### Your goal
What is needed is the number of lines below that contain the word "grille", with no other output.

Records below:

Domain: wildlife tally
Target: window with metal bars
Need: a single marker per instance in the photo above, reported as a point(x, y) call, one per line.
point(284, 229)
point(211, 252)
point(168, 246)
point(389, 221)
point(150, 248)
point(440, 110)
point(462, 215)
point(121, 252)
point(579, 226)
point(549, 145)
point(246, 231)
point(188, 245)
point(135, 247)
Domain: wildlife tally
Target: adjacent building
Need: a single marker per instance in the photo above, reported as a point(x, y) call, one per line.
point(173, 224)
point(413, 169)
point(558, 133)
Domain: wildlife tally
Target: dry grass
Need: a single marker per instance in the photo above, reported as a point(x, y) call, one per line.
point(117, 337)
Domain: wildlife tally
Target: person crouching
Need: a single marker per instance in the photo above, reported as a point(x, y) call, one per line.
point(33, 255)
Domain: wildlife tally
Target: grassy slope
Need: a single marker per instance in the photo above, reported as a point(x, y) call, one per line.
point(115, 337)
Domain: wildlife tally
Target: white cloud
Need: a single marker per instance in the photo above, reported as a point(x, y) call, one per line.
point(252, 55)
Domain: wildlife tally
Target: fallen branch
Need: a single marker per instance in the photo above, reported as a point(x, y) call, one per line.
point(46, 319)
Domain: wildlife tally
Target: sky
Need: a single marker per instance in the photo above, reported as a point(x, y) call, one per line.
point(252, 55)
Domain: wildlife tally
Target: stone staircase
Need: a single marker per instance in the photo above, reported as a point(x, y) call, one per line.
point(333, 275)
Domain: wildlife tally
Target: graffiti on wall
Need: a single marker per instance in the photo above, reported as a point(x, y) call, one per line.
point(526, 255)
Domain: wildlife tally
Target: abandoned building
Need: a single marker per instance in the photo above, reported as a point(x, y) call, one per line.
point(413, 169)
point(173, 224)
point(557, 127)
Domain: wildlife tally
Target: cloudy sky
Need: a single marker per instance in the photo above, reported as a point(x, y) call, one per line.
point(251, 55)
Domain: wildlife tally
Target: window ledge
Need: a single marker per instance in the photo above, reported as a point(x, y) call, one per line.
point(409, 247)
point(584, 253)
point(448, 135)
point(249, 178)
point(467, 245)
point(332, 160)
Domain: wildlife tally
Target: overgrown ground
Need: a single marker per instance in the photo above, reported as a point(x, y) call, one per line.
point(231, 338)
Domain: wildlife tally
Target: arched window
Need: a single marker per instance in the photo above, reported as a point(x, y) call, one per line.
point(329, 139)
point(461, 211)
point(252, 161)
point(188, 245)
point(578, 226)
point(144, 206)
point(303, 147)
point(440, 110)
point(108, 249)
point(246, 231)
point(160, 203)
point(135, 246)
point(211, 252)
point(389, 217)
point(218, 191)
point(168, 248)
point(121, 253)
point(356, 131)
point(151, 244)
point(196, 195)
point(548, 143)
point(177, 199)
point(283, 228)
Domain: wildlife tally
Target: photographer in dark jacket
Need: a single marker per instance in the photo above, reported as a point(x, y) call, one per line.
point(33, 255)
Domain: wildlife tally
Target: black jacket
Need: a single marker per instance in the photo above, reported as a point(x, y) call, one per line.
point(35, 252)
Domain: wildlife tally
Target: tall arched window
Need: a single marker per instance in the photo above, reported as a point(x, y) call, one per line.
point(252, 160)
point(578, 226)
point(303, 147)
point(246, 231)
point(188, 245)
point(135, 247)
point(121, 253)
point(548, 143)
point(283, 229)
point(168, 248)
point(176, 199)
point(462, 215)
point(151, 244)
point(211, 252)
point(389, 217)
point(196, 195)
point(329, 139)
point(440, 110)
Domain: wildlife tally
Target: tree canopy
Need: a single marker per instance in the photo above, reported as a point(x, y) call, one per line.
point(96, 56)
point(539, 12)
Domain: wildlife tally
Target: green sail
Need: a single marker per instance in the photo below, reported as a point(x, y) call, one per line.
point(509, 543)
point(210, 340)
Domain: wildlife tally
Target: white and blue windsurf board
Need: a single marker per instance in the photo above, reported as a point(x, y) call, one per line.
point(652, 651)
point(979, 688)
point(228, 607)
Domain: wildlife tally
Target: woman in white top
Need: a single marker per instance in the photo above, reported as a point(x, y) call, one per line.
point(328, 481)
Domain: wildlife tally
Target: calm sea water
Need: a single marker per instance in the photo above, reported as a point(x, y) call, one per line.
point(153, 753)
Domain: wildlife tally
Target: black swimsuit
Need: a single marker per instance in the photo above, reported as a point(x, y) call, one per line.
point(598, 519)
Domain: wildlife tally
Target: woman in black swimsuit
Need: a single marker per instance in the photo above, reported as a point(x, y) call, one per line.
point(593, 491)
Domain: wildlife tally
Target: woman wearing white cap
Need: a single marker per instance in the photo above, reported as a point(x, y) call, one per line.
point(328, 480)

End of Records.
Records below:

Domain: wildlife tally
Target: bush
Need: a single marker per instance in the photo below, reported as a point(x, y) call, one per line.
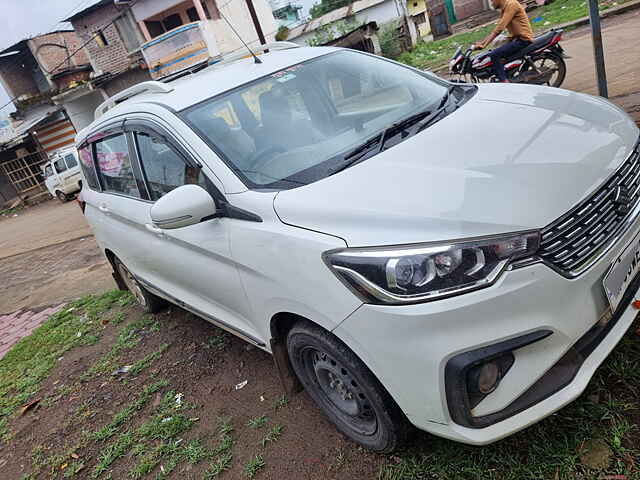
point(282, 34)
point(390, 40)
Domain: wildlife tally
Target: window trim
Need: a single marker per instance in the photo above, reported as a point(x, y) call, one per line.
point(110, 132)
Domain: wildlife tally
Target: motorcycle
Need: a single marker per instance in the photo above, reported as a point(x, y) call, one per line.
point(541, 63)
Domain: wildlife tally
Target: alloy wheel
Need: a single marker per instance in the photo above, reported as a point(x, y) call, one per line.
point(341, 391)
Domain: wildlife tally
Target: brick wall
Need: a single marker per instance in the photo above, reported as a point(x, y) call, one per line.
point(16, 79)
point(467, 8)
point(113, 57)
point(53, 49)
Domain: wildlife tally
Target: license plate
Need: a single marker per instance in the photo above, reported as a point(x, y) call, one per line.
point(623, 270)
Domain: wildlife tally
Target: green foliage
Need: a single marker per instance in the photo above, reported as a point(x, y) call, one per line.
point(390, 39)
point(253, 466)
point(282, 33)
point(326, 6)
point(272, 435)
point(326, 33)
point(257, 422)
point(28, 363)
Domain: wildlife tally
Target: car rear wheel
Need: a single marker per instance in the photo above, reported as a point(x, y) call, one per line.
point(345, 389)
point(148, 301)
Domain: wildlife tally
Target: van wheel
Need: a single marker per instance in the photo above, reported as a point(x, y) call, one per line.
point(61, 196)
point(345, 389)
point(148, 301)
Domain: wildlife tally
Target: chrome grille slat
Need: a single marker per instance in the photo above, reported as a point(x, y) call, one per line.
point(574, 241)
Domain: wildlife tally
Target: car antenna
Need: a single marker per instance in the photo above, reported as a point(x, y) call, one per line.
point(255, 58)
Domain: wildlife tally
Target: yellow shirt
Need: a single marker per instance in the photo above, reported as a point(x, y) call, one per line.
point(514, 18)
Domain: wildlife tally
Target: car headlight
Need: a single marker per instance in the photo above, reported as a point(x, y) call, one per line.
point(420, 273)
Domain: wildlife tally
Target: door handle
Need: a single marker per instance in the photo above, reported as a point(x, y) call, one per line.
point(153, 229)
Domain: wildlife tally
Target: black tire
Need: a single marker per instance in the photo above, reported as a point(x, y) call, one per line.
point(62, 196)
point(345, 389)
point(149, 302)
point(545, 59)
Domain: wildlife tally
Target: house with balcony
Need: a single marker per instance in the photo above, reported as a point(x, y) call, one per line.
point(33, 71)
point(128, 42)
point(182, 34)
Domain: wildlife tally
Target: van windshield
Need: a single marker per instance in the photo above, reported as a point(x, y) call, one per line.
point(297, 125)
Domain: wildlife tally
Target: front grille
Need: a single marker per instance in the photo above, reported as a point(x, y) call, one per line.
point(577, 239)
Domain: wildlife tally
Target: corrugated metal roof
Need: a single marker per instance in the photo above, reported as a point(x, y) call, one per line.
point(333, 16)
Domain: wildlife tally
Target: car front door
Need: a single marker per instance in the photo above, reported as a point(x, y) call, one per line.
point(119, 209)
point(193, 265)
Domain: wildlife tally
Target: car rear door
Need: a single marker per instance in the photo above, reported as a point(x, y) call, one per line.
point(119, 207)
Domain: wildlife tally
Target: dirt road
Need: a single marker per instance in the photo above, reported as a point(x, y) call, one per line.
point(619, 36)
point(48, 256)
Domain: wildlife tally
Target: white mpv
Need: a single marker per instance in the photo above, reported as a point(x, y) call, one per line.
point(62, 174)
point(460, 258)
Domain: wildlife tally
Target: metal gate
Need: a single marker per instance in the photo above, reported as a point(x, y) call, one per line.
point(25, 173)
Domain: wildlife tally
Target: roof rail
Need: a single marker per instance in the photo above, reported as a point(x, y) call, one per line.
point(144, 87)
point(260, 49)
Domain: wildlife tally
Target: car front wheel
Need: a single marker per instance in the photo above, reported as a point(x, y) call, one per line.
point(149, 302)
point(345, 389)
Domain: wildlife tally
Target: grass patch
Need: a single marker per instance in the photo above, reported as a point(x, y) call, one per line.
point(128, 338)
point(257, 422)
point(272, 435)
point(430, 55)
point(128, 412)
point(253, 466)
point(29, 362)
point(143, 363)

End of Records.

### Response to this exercise
2